* **Dati da elaborare**
*-*-*

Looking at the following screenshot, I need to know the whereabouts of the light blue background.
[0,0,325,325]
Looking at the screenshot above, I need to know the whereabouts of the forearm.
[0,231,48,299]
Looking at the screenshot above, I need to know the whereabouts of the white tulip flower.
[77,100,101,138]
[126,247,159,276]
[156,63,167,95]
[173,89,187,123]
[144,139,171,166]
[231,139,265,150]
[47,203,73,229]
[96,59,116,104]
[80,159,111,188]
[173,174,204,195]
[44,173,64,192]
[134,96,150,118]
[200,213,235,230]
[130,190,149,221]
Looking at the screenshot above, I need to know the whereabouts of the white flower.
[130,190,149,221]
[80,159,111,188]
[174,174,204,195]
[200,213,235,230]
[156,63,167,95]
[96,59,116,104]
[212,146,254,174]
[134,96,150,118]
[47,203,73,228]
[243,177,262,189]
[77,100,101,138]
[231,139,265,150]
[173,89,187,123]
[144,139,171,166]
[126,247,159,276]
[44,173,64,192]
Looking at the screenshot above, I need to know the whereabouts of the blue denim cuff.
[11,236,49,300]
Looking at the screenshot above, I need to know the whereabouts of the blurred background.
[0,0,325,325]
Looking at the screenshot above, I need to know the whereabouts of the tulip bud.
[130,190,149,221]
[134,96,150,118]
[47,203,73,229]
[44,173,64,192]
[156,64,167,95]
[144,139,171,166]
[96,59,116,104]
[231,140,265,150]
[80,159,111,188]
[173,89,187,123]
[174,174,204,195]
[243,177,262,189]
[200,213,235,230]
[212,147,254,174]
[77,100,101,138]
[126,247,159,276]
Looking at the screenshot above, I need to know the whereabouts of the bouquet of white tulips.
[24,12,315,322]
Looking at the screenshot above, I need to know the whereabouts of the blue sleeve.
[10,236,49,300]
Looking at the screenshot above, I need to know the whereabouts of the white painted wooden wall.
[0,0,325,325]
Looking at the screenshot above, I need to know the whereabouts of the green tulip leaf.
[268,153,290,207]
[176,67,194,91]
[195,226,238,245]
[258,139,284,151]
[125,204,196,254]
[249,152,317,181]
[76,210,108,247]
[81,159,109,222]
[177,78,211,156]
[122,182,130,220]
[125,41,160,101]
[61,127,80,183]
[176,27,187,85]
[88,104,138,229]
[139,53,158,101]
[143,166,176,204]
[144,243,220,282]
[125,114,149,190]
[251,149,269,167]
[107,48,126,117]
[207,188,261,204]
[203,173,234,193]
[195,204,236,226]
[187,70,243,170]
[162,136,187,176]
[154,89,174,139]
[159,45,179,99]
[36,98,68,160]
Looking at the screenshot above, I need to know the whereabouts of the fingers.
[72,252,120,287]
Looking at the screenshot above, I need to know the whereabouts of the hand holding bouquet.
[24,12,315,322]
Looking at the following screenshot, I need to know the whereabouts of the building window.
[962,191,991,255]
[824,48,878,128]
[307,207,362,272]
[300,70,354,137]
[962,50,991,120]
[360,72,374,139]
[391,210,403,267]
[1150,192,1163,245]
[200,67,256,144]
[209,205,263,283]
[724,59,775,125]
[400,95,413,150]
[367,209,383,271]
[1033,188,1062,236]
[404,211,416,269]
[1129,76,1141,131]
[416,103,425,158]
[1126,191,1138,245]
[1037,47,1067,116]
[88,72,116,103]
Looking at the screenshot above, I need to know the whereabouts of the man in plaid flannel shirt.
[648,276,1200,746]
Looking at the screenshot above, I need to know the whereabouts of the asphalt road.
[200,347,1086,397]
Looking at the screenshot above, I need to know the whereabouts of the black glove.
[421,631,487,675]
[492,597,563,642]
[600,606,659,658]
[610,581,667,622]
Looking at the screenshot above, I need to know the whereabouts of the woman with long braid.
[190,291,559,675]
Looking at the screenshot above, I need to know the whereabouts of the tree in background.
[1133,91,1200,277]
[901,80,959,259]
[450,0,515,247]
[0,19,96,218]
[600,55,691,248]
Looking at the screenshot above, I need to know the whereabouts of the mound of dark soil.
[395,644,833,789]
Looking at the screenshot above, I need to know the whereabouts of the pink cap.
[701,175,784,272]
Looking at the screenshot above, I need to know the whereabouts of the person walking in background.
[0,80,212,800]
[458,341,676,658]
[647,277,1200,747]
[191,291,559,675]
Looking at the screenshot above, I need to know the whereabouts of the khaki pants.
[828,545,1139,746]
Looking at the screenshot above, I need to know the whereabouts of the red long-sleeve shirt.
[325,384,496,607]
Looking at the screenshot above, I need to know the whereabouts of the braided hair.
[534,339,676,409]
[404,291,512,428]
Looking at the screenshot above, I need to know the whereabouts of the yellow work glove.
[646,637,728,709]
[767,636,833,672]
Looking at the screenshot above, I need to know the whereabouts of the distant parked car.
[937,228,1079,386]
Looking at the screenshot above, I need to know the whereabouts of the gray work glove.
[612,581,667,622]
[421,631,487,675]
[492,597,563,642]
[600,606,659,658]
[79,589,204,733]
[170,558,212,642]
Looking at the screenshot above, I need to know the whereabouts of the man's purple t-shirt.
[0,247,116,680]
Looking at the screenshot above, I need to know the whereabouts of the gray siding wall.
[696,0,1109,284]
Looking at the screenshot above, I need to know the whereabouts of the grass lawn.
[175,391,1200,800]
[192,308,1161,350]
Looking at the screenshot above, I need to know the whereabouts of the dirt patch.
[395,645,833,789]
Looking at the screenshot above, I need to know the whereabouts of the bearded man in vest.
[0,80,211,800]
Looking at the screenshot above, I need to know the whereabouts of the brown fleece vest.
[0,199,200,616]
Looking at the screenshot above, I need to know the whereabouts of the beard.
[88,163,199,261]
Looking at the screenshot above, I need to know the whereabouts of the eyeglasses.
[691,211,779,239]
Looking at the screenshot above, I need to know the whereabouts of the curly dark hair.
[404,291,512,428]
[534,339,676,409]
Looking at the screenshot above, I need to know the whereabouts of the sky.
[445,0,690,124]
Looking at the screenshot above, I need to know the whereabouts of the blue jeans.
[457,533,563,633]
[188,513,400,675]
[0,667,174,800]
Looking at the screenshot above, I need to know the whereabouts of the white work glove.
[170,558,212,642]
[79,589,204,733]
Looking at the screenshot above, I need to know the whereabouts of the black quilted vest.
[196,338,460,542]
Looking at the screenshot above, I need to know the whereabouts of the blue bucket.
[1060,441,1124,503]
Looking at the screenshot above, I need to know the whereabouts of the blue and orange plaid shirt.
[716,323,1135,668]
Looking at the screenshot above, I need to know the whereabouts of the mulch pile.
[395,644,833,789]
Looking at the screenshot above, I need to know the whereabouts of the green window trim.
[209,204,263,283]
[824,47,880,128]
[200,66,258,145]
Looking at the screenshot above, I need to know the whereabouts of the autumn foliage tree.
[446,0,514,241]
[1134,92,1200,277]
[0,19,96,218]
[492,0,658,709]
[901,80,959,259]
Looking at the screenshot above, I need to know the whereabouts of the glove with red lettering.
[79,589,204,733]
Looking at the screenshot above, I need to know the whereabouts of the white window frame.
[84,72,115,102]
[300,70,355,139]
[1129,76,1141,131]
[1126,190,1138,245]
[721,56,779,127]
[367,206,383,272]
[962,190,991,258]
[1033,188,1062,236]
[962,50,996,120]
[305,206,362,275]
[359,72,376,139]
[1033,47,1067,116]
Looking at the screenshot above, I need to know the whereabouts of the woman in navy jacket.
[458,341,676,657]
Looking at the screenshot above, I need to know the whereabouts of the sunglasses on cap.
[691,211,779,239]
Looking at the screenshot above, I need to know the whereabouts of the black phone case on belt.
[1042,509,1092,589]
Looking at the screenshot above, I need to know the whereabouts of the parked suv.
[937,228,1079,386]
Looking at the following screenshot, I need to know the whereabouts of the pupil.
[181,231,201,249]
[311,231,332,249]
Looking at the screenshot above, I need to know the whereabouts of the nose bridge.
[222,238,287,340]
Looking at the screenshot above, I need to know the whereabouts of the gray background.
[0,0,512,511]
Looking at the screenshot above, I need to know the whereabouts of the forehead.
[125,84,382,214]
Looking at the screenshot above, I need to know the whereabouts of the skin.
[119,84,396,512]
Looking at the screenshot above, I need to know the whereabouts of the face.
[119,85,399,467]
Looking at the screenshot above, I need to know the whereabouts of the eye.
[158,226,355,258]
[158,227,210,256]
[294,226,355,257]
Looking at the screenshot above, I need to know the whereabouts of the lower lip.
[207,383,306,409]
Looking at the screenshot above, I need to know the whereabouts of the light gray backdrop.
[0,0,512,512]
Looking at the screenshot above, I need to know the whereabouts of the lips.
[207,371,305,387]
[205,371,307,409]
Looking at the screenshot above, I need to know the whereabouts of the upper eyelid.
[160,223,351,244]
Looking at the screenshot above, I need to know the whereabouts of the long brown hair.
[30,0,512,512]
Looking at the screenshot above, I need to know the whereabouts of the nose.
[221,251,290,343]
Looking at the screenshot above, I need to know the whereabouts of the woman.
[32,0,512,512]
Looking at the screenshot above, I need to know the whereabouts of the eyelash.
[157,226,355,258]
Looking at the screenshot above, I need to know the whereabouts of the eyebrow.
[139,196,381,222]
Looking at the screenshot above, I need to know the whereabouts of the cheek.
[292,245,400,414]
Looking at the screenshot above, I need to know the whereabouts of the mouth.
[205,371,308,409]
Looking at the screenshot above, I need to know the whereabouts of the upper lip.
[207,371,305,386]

*-*-*

Ricopia senza alcuna modifica le righe dei dati comprese tra quella che contiene "of the forehead." e quella che contiene "[205,371,308,409]", entrambe incluse.

* **Soluzione**
Looking at the screenshot above, I need to know the whereabouts of the forehead.
[125,84,382,214]
Looking at the screenshot above, I need to know the whereabouts of the skin.
[119,84,396,512]
Looking at the screenshot above, I need to know the whereabouts of the face.
[119,85,399,467]
Looking at the screenshot above, I need to know the whereabouts of the eye.
[158,226,355,258]
[158,227,210,256]
[294,226,355,257]
Looking at the screenshot above, I need to know the whereabouts of the lower lip.
[207,383,306,409]
Looking at the screenshot above, I need to know the whereabouts of the light gray backdrop.
[0,0,512,512]
Looking at the screenshot above, I need to know the whereabouts of the lips.
[207,371,305,387]
[205,371,307,409]
Looking at the screenshot above, I need to know the whereabouts of the upper eyelid.
[160,223,351,244]
Looking at the screenshot above, I need to know the whereabouts of the long brown hair.
[30,0,512,512]
Looking at the screenshot above, I need to know the whereabouts of the nose.
[221,251,290,343]
Looking at the screenshot above, I need to know the whereabouts of the woman.
[32,0,512,512]
Looking at the screenshot above, I need to know the whereabouts of the eyelash.
[157,226,355,258]
Looking at the screenshot above, I need to know the whereabouts of the eyebrow.
[139,196,381,222]
Looking at the screenshot above, I need to know the whereabouts of the cheek.
[292,245,400,414]
Looking at the screenshot above, I need to know the whereabouts of the mouth.
[205,371,308,409]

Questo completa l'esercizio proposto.